→ Actions to take
1. In the bar tape thread, what weight does Tzvia give for the Lizard Skins bar tape?
2. Please translate this sentence from the bar tape thread into Spanish: "Too thin and hard to wrap since it doesn't stretch much."
3. Write the next part of the bar tape forum thread, picking up after its final line.

# Bar Tape Recommendations



## flat_chipmunk (Jul 16, 2005)

Currently using stock Bontrager tape. Anyone have link to best thread/source on lightest but still decent bar tape?
Thanks!
FC


----------



## Mdeth1313 (Nov 1, 2001)

Bontrager makes some bar tape that's supposed to be lighter (and possibly grippier) than your regular stuff. Most weight weenies (myself included) who use cork tape seem to favor the deda stuff. Lots of color choices, I know excel sports carries it in the US and probikekit seems to stock it as well.
I tried that fizik stuff and didn't like it and I think it was heavier and the old fashioned ribbon stuff just wasn't going to cut it for me.


----------



## jmlapoint (Sep 4, 2008)

Deda
ProBikeKit


----------



## MerlinAma (Oct 11, 2005)

Mdeth1313 said:


> ........
> I tried that fizik stuff and didn't like it.....


I really disliked it.

Too thin and hard to wrap since it doesn't stretch much.


----------



## SystemShock (Jun 14, 2008)

Deda cork tape is _reeeeallly_ comfortable. :thumbsup:

Would be hard to give it up, even if it adds a few grams (and I doubt it's many).
.


----------



## Tzvia (Aug 4, 2008)

Right now I'm using the new Lizard Skins bar tape, 56g including plugs. The tape feels great too, but the plugs are fugly IMO so I used my old Deda plugs. Best part is, they feel a bit like you have those gel strips underneath, but without the weight and thickness. The Deda tape I had before held up well but felt a bit harder. So far I am liking the Lizard Skins a lot. They even clean up well (I'm using white). Only downside, they are like 35 bucks.


----------



## zac (Aug 5, 2005)

I was told that the [Deda/Bontrager/Cinelli/Arundel/pretty much any cork tape] cork tape is all made by the same manufacturer with just color and embossing being different. Don't know if it's true, just throwing it out there. 

I have used the first three in that list and I like them all. All wrap, grip and clean up well.

Get the one with the best color match, best price or easiest to obtain, don't really think it matters much.

zac


----------



## MattSoutherden (Jun 24, 2009)

Tzvia said:


> Right now I'm using the new Lizard Skins bar tape, 56g including plugs.

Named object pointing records
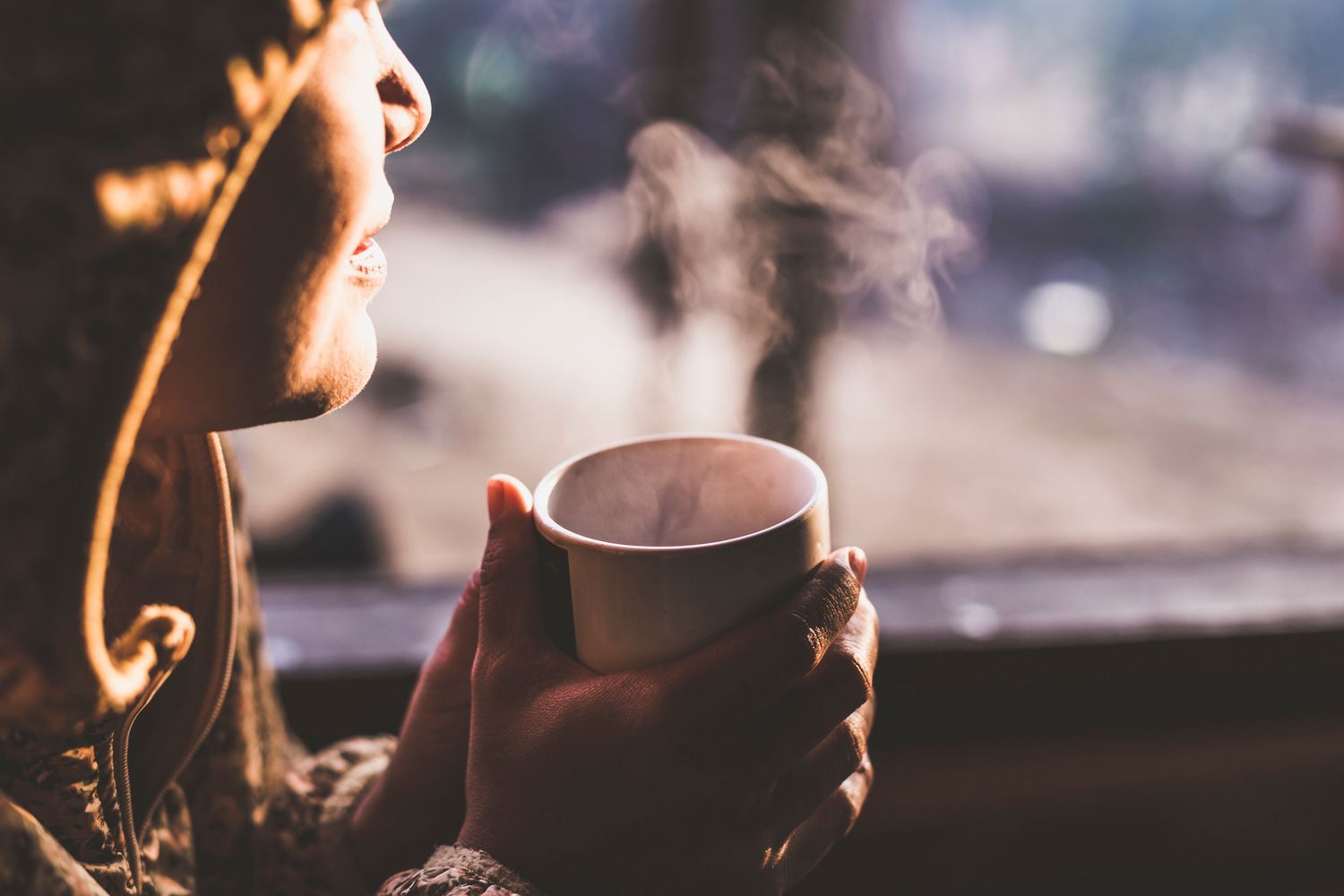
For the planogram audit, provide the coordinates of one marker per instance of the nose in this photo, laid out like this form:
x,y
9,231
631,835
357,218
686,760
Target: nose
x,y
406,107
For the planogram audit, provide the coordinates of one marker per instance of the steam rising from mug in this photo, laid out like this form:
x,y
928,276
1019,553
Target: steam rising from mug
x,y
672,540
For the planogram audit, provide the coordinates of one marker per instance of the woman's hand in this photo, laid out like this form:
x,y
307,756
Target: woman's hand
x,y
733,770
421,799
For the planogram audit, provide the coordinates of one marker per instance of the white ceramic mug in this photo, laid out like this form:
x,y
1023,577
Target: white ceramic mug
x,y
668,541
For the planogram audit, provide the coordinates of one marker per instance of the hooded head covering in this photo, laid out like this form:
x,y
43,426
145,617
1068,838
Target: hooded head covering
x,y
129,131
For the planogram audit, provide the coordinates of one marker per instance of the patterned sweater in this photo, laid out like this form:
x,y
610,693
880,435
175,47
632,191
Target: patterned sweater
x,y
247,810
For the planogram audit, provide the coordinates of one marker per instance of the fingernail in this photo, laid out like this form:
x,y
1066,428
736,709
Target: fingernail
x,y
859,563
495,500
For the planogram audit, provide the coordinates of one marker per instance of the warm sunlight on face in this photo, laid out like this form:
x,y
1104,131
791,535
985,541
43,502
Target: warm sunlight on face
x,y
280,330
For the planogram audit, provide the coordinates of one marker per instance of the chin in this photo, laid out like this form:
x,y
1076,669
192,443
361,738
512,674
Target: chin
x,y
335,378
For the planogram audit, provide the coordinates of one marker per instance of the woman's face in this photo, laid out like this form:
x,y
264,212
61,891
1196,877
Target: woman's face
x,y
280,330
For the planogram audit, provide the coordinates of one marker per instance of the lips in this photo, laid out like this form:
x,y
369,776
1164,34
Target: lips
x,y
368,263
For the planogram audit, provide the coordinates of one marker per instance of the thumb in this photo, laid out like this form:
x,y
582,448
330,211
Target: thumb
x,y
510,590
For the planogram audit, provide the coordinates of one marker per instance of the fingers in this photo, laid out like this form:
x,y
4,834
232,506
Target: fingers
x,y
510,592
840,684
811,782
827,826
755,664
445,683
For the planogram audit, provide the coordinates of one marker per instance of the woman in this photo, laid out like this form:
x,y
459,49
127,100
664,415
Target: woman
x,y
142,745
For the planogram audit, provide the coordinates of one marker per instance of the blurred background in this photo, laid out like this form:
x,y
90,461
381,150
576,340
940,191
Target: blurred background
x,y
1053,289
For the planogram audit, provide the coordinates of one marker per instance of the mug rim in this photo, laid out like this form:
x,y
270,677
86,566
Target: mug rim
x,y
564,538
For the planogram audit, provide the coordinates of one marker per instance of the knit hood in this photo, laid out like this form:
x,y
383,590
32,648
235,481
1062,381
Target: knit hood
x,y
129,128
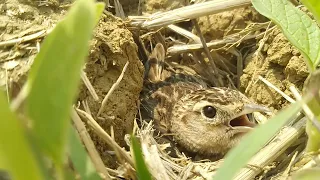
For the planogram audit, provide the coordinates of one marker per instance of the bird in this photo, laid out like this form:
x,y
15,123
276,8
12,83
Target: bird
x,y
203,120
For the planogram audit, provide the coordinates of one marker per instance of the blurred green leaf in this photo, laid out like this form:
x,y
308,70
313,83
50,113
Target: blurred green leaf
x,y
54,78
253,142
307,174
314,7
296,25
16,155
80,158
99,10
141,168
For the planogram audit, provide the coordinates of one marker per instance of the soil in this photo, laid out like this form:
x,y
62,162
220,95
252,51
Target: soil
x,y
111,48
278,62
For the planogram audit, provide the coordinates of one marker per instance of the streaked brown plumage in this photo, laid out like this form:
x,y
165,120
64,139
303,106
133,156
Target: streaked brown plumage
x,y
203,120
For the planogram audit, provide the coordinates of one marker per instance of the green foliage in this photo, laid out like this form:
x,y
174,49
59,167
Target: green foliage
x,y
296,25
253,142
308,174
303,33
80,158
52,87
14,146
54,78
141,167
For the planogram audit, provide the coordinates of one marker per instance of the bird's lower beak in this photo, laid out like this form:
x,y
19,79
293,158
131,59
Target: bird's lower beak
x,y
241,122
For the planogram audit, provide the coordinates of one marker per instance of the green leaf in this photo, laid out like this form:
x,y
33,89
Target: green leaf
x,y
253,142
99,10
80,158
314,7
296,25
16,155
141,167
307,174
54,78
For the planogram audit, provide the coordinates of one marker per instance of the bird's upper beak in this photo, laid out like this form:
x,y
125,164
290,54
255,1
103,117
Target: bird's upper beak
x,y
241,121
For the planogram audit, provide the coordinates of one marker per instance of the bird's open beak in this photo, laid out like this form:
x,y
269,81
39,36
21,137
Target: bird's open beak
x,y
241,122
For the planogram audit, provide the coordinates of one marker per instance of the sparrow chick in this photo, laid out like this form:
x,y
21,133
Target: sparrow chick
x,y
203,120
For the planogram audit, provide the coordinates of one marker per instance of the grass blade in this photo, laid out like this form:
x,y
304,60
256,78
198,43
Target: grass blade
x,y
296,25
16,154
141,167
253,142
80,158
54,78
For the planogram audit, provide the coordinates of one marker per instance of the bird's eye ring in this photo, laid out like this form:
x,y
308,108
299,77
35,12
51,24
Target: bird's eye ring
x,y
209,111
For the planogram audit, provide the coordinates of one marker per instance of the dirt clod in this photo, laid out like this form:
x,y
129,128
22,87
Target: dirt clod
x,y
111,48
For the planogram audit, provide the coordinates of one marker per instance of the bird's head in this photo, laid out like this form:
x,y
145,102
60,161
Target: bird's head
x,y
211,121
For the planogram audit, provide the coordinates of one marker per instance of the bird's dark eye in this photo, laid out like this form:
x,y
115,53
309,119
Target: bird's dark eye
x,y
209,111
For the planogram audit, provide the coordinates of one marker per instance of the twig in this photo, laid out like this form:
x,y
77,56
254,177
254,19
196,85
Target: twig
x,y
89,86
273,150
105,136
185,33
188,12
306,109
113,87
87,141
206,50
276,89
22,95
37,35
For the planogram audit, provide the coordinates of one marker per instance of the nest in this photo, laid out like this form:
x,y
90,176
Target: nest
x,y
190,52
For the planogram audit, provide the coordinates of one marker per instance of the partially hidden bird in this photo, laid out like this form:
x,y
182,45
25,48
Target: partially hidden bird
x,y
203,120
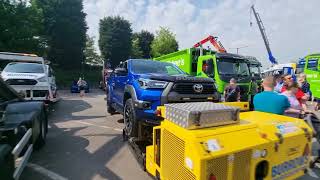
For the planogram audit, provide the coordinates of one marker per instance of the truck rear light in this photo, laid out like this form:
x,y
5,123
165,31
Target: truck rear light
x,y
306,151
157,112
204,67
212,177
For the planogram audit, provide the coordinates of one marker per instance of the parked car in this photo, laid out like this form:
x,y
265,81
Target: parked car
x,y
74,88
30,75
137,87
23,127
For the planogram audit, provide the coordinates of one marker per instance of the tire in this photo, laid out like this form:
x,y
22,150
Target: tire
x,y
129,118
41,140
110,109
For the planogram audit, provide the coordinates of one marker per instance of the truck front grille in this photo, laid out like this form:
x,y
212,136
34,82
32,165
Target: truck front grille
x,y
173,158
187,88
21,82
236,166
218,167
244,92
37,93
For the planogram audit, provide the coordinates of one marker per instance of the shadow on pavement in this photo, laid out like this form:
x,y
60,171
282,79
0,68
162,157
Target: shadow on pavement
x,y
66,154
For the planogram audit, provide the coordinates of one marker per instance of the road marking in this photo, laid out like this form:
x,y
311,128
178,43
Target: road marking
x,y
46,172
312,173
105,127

→ Results in order
1. 56g including plugs.

2. Demasiado fina y difícil de enrollar, ya que no se estira mucho.

3.
I've also been using this for a few hundred miles now, and I'm really liking it. It gives the feeling of double-wrapped cork, or inserts, but without the thickness. One thing that I like, but I'm sure will polarise others, is that it's very grippy - no chance of your hands squirming around when you yank on the bars while sprinting. It is expensive, though.


----------



## HEMIjer (Oct 18, 2008)

I only have cannondaletape to compare to but got cinelli tape recently and have been happy with that, not sure of weight.


----------



## pianopiano (Jun 4, 2005)

I would also like to recommend the Deda Elementi tape. I only began to use it this year, but feel that it is the nicest bar tape that I have ever tried. :thumbsup:


----------



## mtbbmet (Apr 2, 2005)

I posted this in another forum last week.....

The jury is in.
This season I have been trying a new product at the shop. We brought in some/a pile of Lizard Skin DSP bar tape. I figured that if we are gonna push $45can bar tape we should know if it's any good or not. So I have about three months on it now and thus I am able to give an informed opinion.
http://www.lizardskins.com/products...raSoft Polymer) Bar Tape&name2=&page_number=1
This stuff comes in a ton of colors, but I went white cause that just the way I roll. The tape went on very well and you are able to wrap it pretty tight without fear of ripping it. So no issues there. The finishing wrap they include is a bit ghetto, and alot wide, so I just used white electrical tape.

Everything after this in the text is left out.